Un Canadien à Paris
by Volker Weber
De magnifiques photos de la Tour Eiffel prises par Alan Lepofsky
[Merci, Claude :-)]
Comments
I chatted with Alan this morning about technique ... he didn't even have a tripod for these pictures!!!! Having tried to photograph the same subject with almost the same camera a few nights earlier, I can testify that these are VERY skilled photos!
Stunning photos - best I've seen ever from the Eiffel tower at night ! Congratulations Alan !!!
Ed, Alan just has a bigger one. :-)
Vowe, thank you for posting. I spent yesturday and today touring, so once I narrow down the 500 or so photos to the 20ish that I think others will want to see, I'll get them up on Flickr. Wolfgang thank you. I am learning more each day. I find the best way is to just keep shooting and seeing what comes out well, and what does not. I always learn from the pictures Vowe posts, often spending time looking at the other photos in the photographer's collections. I'm also very patient, and don't mind waiting a long time for the right shot, or for those other tourists to get out of the way!
BTW: I travel with my Canadian passport :-)
Alan, duly corrected.
I think you have a very steady hand. I looked at the image details and found that you were shooting with 1/8 and 1/15. That is very, very good. At ISO 1600 there is considerable noise at higher resolutions, but without a faster lens, that cannot be avoided.
I have to wonder however, why the camera was in sports mode. :-)
>you were shooting with 1/8 and 1/15
Image Stabilizing lens, maybe?

#### Data supplied:
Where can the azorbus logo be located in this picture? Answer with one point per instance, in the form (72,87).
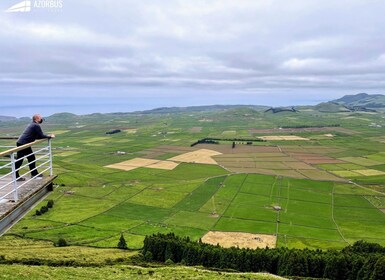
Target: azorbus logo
(26,6)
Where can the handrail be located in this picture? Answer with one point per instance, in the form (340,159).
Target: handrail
(11,184)
(9,138)
(16,149)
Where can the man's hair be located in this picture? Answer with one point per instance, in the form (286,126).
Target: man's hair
(34,117)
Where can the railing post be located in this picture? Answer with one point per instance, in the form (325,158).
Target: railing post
(50,157)
(14,179)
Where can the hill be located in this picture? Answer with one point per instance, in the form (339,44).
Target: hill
(363,100)
(7,118)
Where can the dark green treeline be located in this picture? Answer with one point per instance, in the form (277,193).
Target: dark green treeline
(361,260)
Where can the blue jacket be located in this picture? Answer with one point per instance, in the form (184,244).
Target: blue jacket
(31,133)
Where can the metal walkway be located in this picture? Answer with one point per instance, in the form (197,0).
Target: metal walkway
(17,197)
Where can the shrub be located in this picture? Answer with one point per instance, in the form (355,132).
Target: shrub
(50,203)
(169,262)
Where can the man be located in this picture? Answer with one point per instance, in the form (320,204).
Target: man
(30,134)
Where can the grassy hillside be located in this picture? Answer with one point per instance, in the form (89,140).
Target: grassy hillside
(325,172)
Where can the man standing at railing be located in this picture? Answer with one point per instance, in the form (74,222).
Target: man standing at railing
(30,134)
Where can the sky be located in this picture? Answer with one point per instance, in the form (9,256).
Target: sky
(123,55)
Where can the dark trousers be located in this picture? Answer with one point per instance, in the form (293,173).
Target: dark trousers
(31,158)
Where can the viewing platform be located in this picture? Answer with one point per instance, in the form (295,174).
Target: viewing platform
(18,196)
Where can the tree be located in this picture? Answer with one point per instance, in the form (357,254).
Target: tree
(122,243)
(379,270)
(61,242)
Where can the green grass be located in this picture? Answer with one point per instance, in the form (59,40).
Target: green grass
(16,272)
(93,204)
(192,219)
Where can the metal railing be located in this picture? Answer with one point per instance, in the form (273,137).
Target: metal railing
(9,184)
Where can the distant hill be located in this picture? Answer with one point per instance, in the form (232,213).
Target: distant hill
(202,108)
(7,118)
(362,100)
(331,107)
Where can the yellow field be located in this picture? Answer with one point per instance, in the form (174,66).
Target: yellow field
(164,164)
(130,130)
(369,172)
(240,239)
(143,162)
(199,156)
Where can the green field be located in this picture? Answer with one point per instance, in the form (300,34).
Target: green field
(323,202)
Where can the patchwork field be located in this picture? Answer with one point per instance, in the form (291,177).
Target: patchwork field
(294,190)
(239,239)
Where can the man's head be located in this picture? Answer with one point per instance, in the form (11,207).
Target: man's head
(37,118)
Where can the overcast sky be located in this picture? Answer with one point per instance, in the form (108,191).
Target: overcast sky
(125,55)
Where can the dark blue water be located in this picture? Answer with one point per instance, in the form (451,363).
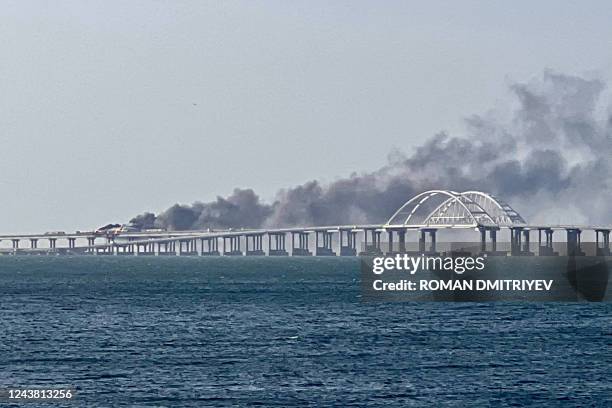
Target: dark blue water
(284,332)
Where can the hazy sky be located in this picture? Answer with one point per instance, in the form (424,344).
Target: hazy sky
(108,109)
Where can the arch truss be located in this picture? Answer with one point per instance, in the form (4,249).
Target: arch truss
(450,209)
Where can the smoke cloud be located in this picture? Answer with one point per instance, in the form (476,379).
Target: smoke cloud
(550,158)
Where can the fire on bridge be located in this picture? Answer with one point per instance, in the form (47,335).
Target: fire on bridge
(425,214)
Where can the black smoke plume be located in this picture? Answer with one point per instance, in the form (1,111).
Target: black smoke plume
(551,159)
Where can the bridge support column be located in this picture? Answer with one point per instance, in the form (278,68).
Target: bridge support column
(256,247)
(493,237)
(91,241)
(372,248)
(187,247)
(423,241)
(515,240)
(211,248)
(526,245)
(71,243)
(573,242)
(234,246)
(303,247)
(279,248)
(402,240)
(547,248)
(350,249)
(326,249)
(602,246)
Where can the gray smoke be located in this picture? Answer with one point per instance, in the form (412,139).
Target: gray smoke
(551,159)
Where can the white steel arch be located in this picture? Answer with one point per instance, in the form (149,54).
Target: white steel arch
(450,209)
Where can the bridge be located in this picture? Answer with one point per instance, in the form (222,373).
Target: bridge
(424,215)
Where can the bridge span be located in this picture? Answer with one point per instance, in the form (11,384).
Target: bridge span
(423,217)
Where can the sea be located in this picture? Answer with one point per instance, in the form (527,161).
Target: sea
(283,332)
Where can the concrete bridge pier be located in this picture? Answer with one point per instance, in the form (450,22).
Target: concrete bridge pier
(350,249)
(187,247)
(423,241)
(373,246)
(234,246)
(493,237)
(91,241)
(326,248)
(211,248)
(145,248)
(573,242)
(302,248)
(602,246)
(525,248)
(547,248)
(166,248)
(515,240)
(15,244)
(279,248)
(256,247)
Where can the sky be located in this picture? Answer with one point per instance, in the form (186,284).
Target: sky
(109,108)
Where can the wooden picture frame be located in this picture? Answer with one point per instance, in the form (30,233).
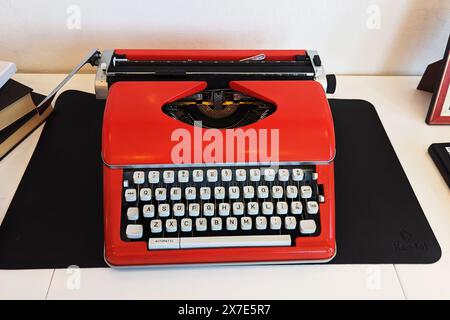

#### Problem set:
• 1. In the Eiffel Tower photo post, what ISO setting does a commenter say the photos were shot at?
• 2. List every name or nickname that appears in the comments section of the Eiffel Tower photo post.
• 3. Carry on the comment thread of the Eiffel Tower photo post from its last comment.

#### Answers for the exercise:
• 1. ISO 1600

• 2. Alan, Ed, Vowe, Wolfgang

• 3.
Nope. Standard 18-70mm kit lens. Which by the way is very good.
When I'm without a tripod, I try and prop myself or the camera against some type of natural object. A poll, a fence, a tree, a bench, etc. Then when shooting, I use a technique I learned that apparently snippers also use. I try and slow my breathing by taking a few deep slow breaths, then I exhale as I "pull the trigger" and try and not take a breath until the lens has closed. If you want to take it a step further, you can even try and "feel" your heart rate, and shoot between beats. Do these things really work? I'm not sure but I like the results I am getting so far.
Taking pictures with 1/15 at 18mm is actually not a big problem, if you concentrate and use some good technique as Alan describes. At 35mm film there was a rule of thumb that you can carefully take pictures with shutter speeds of 1/2 of the focal length. For Nikon's DX sensors you should multiply the shutter speed with 1.5.
18 / 2 = 9 * 1.5 = 13.5 min shutter speed for 18 mm.